## START

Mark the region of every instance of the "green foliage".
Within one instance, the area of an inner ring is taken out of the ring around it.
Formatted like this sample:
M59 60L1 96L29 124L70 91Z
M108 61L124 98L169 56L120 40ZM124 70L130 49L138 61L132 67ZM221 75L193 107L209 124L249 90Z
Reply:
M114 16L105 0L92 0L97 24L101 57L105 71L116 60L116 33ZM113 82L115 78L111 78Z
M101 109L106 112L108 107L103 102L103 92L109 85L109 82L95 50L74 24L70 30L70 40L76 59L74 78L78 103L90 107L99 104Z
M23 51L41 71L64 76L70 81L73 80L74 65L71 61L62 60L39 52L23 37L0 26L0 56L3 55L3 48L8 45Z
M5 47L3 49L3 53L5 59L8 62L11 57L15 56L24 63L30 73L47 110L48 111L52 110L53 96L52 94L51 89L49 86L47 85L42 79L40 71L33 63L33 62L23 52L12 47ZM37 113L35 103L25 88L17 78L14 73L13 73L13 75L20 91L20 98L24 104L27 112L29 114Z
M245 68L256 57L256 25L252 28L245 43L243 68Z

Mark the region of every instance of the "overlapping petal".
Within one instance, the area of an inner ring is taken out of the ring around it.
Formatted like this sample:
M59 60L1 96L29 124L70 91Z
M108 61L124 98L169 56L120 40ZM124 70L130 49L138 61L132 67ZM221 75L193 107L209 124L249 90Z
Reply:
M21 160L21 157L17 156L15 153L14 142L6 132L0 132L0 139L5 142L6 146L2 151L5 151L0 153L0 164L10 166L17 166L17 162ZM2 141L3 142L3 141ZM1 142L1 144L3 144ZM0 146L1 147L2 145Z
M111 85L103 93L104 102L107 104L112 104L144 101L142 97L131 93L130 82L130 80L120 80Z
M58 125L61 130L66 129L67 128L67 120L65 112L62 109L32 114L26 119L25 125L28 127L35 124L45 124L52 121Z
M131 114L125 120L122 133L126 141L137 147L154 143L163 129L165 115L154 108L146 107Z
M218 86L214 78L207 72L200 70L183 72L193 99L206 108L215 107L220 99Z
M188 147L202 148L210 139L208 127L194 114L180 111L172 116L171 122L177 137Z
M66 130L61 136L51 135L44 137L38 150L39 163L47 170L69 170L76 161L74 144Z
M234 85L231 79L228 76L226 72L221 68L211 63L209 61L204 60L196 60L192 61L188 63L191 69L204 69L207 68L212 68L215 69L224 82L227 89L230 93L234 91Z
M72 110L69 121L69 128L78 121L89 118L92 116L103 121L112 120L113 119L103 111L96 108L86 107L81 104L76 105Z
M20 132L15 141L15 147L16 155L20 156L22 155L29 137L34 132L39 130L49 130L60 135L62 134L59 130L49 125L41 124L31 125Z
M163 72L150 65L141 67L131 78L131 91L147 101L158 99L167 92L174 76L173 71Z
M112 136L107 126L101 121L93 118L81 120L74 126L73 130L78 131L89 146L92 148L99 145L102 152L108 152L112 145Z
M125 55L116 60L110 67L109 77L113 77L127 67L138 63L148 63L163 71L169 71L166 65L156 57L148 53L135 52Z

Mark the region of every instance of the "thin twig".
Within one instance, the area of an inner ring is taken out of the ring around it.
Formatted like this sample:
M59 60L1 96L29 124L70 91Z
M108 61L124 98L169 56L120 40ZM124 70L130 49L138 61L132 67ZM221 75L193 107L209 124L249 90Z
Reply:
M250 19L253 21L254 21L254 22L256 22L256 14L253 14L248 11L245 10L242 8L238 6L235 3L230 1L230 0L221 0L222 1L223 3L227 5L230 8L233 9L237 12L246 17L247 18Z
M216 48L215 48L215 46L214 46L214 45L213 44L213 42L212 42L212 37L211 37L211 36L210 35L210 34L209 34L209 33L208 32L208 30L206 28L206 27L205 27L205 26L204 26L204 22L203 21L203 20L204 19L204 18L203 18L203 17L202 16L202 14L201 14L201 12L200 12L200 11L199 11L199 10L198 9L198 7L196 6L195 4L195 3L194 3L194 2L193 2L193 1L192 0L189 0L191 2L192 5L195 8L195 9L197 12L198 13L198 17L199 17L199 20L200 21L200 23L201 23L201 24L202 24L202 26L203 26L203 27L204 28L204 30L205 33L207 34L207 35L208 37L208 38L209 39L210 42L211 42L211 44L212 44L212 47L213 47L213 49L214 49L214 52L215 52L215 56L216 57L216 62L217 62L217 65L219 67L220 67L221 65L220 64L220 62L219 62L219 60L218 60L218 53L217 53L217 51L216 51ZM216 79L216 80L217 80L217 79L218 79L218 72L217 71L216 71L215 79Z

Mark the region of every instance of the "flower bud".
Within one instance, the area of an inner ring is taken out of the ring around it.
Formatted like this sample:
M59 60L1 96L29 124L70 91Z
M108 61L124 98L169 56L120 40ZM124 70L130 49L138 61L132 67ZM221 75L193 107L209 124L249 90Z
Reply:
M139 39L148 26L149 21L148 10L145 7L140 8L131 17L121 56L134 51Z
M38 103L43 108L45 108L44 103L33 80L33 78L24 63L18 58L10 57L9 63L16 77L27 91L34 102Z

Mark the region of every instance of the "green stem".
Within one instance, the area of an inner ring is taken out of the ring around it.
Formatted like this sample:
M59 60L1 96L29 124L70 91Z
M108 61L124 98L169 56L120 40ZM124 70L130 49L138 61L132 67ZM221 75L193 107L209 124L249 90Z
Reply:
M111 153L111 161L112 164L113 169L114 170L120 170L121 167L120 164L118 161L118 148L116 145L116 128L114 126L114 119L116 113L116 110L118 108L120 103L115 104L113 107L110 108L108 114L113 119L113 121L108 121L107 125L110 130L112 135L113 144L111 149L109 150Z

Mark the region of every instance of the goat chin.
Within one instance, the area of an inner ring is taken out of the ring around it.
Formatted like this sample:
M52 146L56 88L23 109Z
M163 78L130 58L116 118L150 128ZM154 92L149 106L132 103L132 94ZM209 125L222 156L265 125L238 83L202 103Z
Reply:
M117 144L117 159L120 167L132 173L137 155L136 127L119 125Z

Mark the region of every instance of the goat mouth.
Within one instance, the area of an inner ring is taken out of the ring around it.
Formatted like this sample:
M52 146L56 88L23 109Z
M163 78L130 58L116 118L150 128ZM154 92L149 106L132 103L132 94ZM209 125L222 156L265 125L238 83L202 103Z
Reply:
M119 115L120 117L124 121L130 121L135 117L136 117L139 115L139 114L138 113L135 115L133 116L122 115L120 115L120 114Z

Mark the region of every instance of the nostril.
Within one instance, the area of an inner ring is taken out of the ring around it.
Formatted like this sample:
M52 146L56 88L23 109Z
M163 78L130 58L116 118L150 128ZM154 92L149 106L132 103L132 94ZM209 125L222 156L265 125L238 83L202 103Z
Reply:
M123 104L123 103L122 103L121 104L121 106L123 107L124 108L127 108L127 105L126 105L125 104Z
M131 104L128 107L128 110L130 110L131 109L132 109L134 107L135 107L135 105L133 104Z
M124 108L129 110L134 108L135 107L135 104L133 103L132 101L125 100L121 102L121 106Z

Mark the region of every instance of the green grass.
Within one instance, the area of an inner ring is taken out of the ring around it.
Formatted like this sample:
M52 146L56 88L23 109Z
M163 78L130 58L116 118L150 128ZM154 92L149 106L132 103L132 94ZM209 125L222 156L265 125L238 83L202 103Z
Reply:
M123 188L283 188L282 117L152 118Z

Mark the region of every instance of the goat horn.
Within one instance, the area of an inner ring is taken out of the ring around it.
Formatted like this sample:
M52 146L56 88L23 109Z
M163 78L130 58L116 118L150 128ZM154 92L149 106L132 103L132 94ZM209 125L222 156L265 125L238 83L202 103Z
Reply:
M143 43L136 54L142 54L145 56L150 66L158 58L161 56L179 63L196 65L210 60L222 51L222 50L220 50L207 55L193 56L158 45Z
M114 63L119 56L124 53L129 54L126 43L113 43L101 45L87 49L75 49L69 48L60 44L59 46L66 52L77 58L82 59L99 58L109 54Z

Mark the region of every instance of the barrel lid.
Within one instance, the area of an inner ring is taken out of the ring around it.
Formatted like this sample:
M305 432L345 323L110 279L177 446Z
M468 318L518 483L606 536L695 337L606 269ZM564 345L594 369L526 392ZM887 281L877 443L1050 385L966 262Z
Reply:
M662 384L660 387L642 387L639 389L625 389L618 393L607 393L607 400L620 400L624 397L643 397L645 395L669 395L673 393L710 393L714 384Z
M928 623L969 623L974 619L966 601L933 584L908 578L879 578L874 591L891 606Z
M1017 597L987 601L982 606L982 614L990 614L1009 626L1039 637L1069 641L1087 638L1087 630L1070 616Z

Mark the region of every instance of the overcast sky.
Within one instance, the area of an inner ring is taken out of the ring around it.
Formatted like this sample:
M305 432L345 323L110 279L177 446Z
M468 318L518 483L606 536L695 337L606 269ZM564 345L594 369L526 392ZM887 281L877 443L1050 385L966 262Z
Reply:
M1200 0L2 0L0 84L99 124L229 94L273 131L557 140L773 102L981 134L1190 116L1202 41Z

## END

- [Written task] Render everything from the line containing "Mark the region of every instance of the goat mouth." down to the line containing "M119 115L120 117L124" as a Markdown table with columns Position and Text, numbering the rows and leaving out blank lines.

- [Written answer]
| Position | Text |
|---|---|
| 1 | Mark the region of every instance of the goat mouth. |
| 2 | Within one instance, the area of an inner ring is taken out of the ring around it. |
| 3 | Formatted like this sample: |
| 4 | M52 146L56 88L23 109Z |
| 5 | M163 78L130 58L116 118L150 128ZM154 92L149 106L132 103L132 94ZM209 125L222 156L265 125L238 83L202 103Z |
| 6 | Reply: |
| 7 | M119 115L120 117L124 121L130 121L135 117L136 117L139 115L139 114L138 113L135 115L133 116L122 115L120 115L120 114Z |